LESSON #3: USE A SCHEDULE UNTIL HABITS FORM. Habits take about 6 weeks to form, so until then, make exercise part of your daily schedule. Seriously, if you have to put it in that 5:30pm to 6:00pm appointment slot, then do it!

As the final few weeks of the training program approached, I was feeling pretty confident. My long runs had been a struggle at the end, but they were meant to be. Only by pushing past your physical barriers can your body adapt. I knew what pace I was capable of and to my surprise, I was looking at a 4:45 finish, about 30 minutes faster than I had finished twenty years ago!  However, in the last two weeks, something felt a little "off" in my left Achilles tendon, the same one I ruptured and had surgically repaired about a decade ago. Plus, I was supposed to do my longest run of the program (26 miles) that weekend. I resorted to the same advice I give many of you about injuries: Rest, Ice, Compression, Elevation (RICE). I cut that final long run to 22 miles, and spent as much time as possible with an ice pack ACE-wrapped to my propped-up ankle. Guess what? It worked!

- - -

> _Your tasks_:
1) Answer these questions about the marathon training passage.
(a) About how long does the passage say habits take to form?
(b) What finish time was the writer looking at as the final weeks approached?
(c) To how many miles did the writer cut the final long run?
2) Resume the marathon training account, picking up right after its last sentence.

Stored dataset items
- - -

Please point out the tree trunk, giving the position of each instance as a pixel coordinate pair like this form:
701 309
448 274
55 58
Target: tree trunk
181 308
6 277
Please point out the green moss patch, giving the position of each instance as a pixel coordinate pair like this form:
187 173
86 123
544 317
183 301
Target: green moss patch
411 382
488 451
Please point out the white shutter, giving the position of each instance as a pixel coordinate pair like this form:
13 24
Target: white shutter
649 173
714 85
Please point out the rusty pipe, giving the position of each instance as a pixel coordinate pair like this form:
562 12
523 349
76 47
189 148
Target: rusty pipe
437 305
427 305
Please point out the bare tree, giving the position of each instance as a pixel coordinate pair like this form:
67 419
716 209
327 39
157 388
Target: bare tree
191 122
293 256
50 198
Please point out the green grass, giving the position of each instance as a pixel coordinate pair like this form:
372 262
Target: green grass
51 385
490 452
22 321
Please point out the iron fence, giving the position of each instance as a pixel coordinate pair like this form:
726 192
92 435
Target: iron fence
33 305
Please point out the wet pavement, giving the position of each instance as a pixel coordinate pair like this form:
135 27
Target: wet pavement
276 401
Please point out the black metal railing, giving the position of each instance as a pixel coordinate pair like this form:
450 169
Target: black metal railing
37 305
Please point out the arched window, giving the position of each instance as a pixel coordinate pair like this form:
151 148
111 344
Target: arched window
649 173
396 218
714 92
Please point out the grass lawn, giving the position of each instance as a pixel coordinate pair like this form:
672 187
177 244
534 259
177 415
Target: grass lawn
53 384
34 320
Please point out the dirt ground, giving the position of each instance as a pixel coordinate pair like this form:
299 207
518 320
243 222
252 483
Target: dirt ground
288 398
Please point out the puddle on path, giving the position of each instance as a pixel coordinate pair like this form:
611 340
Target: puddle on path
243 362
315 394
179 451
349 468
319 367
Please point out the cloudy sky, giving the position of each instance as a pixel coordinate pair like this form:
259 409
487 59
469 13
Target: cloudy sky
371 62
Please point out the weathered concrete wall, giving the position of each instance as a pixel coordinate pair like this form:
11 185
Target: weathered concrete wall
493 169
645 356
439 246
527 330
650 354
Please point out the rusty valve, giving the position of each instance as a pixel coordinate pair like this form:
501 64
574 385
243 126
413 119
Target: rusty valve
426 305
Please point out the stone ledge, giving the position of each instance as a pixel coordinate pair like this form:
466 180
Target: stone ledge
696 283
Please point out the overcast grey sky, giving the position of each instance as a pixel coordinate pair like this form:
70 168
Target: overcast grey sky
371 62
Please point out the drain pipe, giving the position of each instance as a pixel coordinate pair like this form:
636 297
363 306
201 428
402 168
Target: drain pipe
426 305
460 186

- - -

> _Answers in order_:
1)
(a) About 6 weeks.
(b) A 4:45 finish.
(c) 22 miles.

2)
LESSON #4: DON'T IGNORE ACHES AND PAINS. Taking a little relative rest and attending to my injury early on kept it from being a bigger issue, one which might have derailed by running plan and significantly affected my finish time. In fact, I had to learn this lesson the hard way. In training for the 1994 Disney Marathon, I developed Iiliotibial Band Syndrome, a common runner's malady. Instead of taking some time to heal, I "ran through" the injury. I ended up so hurt by race day that I missed my goal of a 4:00 marathon by over an hour!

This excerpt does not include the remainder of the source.